• **TASK GOAL**
Please repeat all of the lines that follow, exactly as written.
Begin RECORDS PROVIDED
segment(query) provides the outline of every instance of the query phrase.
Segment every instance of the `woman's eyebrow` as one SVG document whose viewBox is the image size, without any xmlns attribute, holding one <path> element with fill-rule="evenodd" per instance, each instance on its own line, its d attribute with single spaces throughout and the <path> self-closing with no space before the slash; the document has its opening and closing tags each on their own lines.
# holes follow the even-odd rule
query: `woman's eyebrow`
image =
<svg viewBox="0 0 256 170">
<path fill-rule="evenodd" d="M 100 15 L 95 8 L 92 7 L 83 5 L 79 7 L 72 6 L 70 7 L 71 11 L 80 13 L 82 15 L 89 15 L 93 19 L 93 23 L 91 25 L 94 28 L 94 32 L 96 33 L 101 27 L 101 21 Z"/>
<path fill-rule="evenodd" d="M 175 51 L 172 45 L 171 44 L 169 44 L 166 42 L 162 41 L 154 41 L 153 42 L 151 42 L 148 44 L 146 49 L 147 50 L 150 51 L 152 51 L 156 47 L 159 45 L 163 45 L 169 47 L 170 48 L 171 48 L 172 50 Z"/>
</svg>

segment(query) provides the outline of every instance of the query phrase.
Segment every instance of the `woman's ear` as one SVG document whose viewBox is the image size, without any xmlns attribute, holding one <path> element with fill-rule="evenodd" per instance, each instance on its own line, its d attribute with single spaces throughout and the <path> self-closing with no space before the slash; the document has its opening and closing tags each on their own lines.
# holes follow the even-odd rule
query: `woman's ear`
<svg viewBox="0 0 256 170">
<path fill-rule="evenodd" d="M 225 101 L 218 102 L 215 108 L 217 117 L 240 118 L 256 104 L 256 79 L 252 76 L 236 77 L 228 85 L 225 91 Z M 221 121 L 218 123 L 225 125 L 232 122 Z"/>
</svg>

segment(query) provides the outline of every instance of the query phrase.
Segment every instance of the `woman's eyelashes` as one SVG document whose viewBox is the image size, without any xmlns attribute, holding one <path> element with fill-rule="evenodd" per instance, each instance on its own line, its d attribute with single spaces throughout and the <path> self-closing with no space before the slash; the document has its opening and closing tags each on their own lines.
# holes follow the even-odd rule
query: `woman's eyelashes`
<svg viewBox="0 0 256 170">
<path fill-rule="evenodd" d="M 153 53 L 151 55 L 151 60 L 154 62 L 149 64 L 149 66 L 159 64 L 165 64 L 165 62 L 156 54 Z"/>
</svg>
End RECORDS PROVIDED
• **TASK ANSWER**
segment(query) provides the outline of every instance of the query phrase.
Segment every instance of the `woman's eyebrow` as one SVG document whose viewBox is the image size, without any xmlns attribute, holding one <path> element with fill-rule="evenodd" per instance, each instance on its own line, its d attribute with single spaces throughout and the <path> self-closing with no space before the slash; the document has its opening and closing tags each on their own lines.
# holes follow the even-odd rule
query: `woman's eyebrow`
image =
<svg viewBox="0 0 256 170">
<path fill-rule="evenodd" d="M 100 15 L 95 8 L 92 7 L 83 5 L 79 7 L 72 6 L 70 7 L 71 11 L 80 13 L 82 15 L 89 15 L 93 19 L 93 23 L 91 25 L 94 28 L 94 32 L 96 33 L 101 27 L 101 21 Z"/>
<path fill-rule="evenodd" d="M 175 51 L 172 45 L 171 44 L 169 44 L 166 42 L 162 41 L 154 41 L 153 42 L 151 42 L 148 44 L 146 49 L 147 50 L 150 51 L 152 51 L 156 47 L 159 45 L 163 45 L 169 47 L 170 48 L 171 48 L 172 50 Z"/>
</svg>

segment(query) provides the outline of every instance of the query phrase.
Segment every instance of the `woman's ear` as one SVG document whose viewBox is the image size, without any xmlns attribute, holding one <path> element with fill-rule="evenodd" per instance, each instance on its own line, its d attribute with single spaces throughout and the <path> self-closing with no space before the slash; the document has its opening and closing tags each on their own lines.
# holes follow the even-odd rule
query: `woman's ear`
<svg viewBox="0 0 256 170">
<path fill-rule="evenodd" d="M 225 101 L 218 102 L 215 108 L 217 117 L 240 118 L 256 104 L 256 79 L 252 76 L 236 77 L 228 85 L 225 91 Z M 221 121 L 218 123 L 225 125 L 232 122 Z"/>
</svg>

segment(query) provides the outline of every instance of the query phrase.
Segment every instance of the `woman's eyelashes` as one SVG document whose viewBox is the image size, without any xmlns attribute, holding one <path> element with fill-rule="evenodd" per instance, each instance on its own line, its d attribute with single spaces throughout and the <path> self-closing with no space before the slash; the document has its opening and closing tags each on their own lines.
# holes follow the even-odd rule
query: `woman's eyelashes`
<svg viewBox="0 0 256 170">
<path fill-rule="evenodd" d="M 153 53 L 151 55 L 151 60 L 154 62 L 149 64 L 149 66 L 159 64 L 165 64 L 165 62 L 156 54 Z"/>
</svg>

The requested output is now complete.